### Excerpt to read
I’m not certain I’m there so much as I am in favor of at least decriminalizing it so we can start considering it a public health issue.
Opioid over prescription and subsequent massive restriction has led to an increase in heroin purchases. The government is nothing if not complicit on both ends of that scale. Someone abusing pain meds needs treatment, jail does what for them exactly? Also jailing them does what for society exactly?
Now you have someone who has a record, probably lost their job and won’t have an easy time of finding another and we’ve offered no treatment or solution. How does that benefit you and I as taxpayers?
Imagine instead they are treated, become sober again and never lose their job or house or family. The benefit to the rest of us is rather clear and obvious. Another taxpayer remains on the rolls to help pay for all the illegals and non-working clowns we currently support. I’d like to not add to that morass if we don’t have to.
-China- isn’t ruthless enough to snuff out -their- drug culture. That right there is a big red flag. And they have been trying to snuff opiate abuse for several centuries.
Wrong -methods-. Wrong -goal-.
Has to be addressed from the demand side. Fear hasn’t worked on that end, either. Time to change, big time.
Stop resuscitation of people having multiple OD’s. One and done.
If you didn’t learn the first time….
“The illicit side also produces job security for police, prosecutors, defense attorneys, judges, bailiffs, and institutional…”
2/17 you’ve nicely summarized one of my greatest financial fears…the ability to continue to afford to pay for their job security. Here in the PDR of Taxachusetts my locality boasts inflated home values along with high property taxes. Many locals are being squeezed out by the high property taxes or apartment rental costs. Wealthy purchasers from NY/NJ buying second homes also drives market values higher.
My town is now planning to build a new high school so I’m bracing for higher taxes because the Commonwealth will fund only 54% of the project. Add to this, Taxachusetts imposes a flat 5.1% state income tax.
I’ve convinced my spousal unit to sell our paid off home NLT the fall of 2020. We’re still deciding where to land but North Carolina is a strong contender. I know death and taxes are certainties yet I remain hopeful that taxes don’t actually cause my death!
CCR,
Check out northern Alabama. Not too far South of the river, up to and including southern TN.
Property taxes are next to nothing (I owned a 1600 sf brand new, first time owner) $704 per year.
I lived in Madison at the time. Worked on base at Redstone (contractor).
We had a utility bill (electric, gas, water, trash, sewer). It never exceeded $150 per month.
I pay more than that now, smaller place, property taxed crazy….living back in TX.
PLUS the whole time I was in AL the only thing I paid state income tax on was my contractor earnings (all retirement income is not taxed). But at the end of the year I’d get about 70 to 75% of what I had paid in state taxes back.
Plus, northern AL is beautiful country. Summers sometimes get a little warm during the day, but night temps would drop to mid 50s to low 60s.
Going back in 2 or 3 years when I fully retire.
Appreciate the tip Navy EOD. I spent a few months in both AL and MS and always thought either state would be an affordable retirement destination. My spousal unit is a born and bred New Englander. Anywhere south of the Mason-Dixon Line is like visiting a foreign country in her mind.
NC is a compromise location since she prefers Virginia while I like the Deep South. The low taxes and utility costs you mention are almost incomprehensible. Retirement income free of taxation in AL is reason enough to move there. Plus I’m a ‘Bama fan – RTR! Can’t wait to hit I-95 southbound next year.
Parts of NC are deep blue, mostly around Raleigh-Durham area, and Asheville out west. Check too the new firearms laws coming up as well- not so good. Shame too, Asheville is in really a beautiful area.
My question is how may more meth-heads and other flavors of dope addicts do we want living on our streets. We already have the situation where one can’t walk down some streets in the San Fransicko and other cities without stepping in human excrement or past injection needles?

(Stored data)
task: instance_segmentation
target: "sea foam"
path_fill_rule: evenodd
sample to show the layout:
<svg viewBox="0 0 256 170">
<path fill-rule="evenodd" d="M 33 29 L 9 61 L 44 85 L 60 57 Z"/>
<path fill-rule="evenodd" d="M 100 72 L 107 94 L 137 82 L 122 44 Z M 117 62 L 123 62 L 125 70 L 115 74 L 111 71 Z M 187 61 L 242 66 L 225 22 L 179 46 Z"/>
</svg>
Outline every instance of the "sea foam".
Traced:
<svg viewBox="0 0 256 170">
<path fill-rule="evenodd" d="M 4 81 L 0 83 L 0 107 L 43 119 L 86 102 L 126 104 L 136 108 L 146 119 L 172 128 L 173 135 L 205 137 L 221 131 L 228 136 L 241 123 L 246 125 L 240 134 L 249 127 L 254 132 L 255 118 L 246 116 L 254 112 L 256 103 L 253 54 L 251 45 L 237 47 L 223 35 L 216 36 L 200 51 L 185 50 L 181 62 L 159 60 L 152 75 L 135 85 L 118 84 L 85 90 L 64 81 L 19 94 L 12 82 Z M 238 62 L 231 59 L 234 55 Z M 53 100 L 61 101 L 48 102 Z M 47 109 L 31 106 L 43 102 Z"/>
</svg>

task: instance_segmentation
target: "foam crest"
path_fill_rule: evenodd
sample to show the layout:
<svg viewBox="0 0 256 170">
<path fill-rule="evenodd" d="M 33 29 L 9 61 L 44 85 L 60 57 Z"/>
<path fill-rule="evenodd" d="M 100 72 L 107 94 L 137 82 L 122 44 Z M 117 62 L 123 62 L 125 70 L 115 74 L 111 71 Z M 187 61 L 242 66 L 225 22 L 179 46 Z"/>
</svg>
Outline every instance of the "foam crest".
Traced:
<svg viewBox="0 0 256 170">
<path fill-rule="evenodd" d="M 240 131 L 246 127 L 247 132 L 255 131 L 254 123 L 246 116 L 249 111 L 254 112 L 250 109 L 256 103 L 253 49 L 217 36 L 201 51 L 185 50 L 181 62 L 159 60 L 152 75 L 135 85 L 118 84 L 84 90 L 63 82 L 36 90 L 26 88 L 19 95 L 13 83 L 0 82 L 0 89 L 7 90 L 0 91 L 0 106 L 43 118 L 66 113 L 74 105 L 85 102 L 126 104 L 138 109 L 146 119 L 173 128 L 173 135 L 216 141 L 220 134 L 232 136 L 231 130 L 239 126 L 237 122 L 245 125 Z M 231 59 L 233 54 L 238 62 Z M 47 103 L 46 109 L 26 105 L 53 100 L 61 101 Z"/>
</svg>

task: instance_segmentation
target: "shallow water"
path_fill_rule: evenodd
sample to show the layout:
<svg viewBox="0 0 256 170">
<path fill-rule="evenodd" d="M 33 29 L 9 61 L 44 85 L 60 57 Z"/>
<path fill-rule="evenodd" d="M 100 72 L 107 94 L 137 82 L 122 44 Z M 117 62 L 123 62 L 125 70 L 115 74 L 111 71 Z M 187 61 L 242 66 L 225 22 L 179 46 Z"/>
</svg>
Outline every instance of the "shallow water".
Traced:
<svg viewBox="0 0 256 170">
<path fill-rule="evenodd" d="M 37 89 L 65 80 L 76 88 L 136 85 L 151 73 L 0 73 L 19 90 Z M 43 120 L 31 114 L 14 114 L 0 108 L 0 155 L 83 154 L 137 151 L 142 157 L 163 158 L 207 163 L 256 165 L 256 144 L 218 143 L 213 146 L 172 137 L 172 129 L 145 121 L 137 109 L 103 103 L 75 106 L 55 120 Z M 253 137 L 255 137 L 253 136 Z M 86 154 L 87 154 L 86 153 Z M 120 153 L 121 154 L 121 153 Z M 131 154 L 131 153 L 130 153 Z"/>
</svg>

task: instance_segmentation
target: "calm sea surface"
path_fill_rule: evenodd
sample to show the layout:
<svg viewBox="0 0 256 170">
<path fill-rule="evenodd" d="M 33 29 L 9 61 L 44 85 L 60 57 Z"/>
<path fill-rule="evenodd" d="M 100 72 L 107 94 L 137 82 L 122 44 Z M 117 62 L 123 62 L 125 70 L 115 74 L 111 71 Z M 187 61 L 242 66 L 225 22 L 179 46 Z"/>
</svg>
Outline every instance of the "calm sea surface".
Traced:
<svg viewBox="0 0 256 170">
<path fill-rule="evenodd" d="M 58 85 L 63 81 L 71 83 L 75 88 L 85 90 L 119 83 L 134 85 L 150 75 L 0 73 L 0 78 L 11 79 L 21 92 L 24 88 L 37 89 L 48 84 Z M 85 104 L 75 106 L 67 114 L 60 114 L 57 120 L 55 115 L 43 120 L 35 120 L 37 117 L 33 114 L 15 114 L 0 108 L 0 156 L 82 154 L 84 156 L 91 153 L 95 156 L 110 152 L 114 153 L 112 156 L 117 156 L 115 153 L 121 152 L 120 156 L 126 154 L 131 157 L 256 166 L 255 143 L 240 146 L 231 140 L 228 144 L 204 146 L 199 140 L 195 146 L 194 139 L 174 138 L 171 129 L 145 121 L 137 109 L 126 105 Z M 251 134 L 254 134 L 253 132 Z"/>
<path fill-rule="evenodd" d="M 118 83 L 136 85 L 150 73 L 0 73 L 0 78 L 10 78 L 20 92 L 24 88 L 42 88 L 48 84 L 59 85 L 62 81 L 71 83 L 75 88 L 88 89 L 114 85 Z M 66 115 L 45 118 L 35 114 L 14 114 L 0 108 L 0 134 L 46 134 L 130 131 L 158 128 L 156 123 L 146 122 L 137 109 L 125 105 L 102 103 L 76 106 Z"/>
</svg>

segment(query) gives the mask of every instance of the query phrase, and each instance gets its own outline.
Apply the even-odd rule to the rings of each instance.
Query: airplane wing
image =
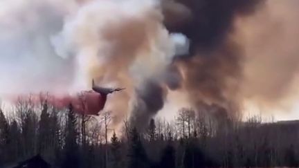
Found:
[[[108,95],[109,93],[112,93],[116,91],[120,91],[122,90],[125,89],[125,88],[104,88],[104,87],[100,87],[98,86],[96,86],[94,82],[94,80],[92,80],[92,89],[101,94],[104,95]]]

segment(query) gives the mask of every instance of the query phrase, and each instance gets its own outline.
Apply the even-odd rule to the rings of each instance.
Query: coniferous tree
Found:
[[[128,156],[128,168],[148,167],[145,150],[136,127],[134,127],[130,132]]]
[[[21,131],[17,122],[13,120],[10,126],[9,130],[9,150],[10,150],[10,161],[15,161],[21,156]]]
[[[156,140],[156,124],[154,119],[151,119],[150,121],[147,134],[150,141],[154,141]]]
[[[41,113],[38,128],[38,143],[39,153],[44,153],[47,148],[51,148],[51,120],[48,113],[48,104],[44,103]]]
[[[9,124],[0,109],[0,165],[8,159],[9,142]]]
[[[80,167],[78,144],[77,118],[73,106],[69,106],[66,125],[65,147],[62,160],[62,167]]]
[[[121,152],[120,152],[120,142],[118,140],[118,138],[116,136],[115,132],[111,138],[111,157],[110,159],[111,161],[111,168],[118,168],[121,167]]]
[[[161,168],[175,168],[175,149],[169,143],[162,152]]]

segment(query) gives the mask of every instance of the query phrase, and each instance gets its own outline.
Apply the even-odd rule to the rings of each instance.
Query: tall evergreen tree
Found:
[[[150,121],[150,125],[147,130],[148,138],[150,141],[156,140],[156,124],[154,119],[151,119]]]
[[[0,165],[1,162],[7,161],[9,142],[9,124],[0,109]]]
[[[161,168],[175,168],[175,149],[172,144],[168,144],[163,149],[159,166]]]
[[[120,142],[118,140],[118,138],[116,136],[115,132],[111,138],[111,168],[118,168],[121,167],[121,152],[120,152]]]
[[[147,157],[136,127],[130,132],[128,156],[128,168],[147,167]]]
[[[10,161],[15,161],[21,156],[21,130],[17,122],[13,120],[10,126]]]
[[[72,104],[69,106],[62,167],[80,167],[77,118]]]
[[[51,147],[50,115],[48,113],[48,104],[44,103],[40,115],[38,128],[38,151],[44,152]]]

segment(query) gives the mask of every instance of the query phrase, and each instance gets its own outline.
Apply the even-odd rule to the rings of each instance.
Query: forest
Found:
[[[153,117],[144,129],[114,116],[78,115],[44,102],[0,110],[0,167],[40,154],[53,167],[298,167],[299,122],[245,122],[182,108],[173,120]]]

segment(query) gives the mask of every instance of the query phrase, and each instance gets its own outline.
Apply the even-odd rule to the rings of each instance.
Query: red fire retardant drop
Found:
[[[47,102],[57,109],[64,109],[72,104],[75,113],[84,115],[98,115],[104,109],[107,95],[94,91],[84,91],[76,95],[48,96]]]

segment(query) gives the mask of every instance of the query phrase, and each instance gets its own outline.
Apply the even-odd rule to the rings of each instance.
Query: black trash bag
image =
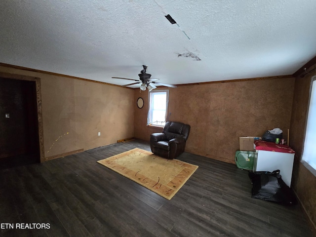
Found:
[[[274,201],[286,205],[297,204],[295,195],[282,180],[279,170],[273,172],[250,172],[249,177],[253,185],[251,190],[253,198]]]
[[[266,142],[276,142],[276,138],[279,138],[280,141],[283,138],[283,133],[279,134],[274,134],[270,133],[268,131],[266,131],[265,134],[261,137],[261,140],[262,141],[266,141]]]

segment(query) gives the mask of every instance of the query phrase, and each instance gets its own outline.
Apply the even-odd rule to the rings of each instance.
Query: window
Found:
[[[147,125],[164,126],[166,123],[168,101],[168,90],[156,90],[149,92],[149,110]]]
[[[302,162],[316,176],[316,76],[312,78]]]

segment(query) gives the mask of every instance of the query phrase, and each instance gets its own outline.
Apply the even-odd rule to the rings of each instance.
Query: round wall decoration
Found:
[[[137,107],[141,109],[143,108],[143,106],[144,106],[144,100],[142,98],[139,97],[137,99]]]

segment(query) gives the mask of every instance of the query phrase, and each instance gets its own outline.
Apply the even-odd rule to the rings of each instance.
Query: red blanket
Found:
[[[276,144],[274,142],[265,141],[255,141],[256,150],[269,151],[270,152],[282,152],[283,153],[295,153],[292,148],[286,145]]]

### Task brief
According to the comment thread, how much did the commenter pay per year in property taxes on the 1600 sf home owned in northern Alabama? The records were drawn from a separate source.

### Result below
$704 per year.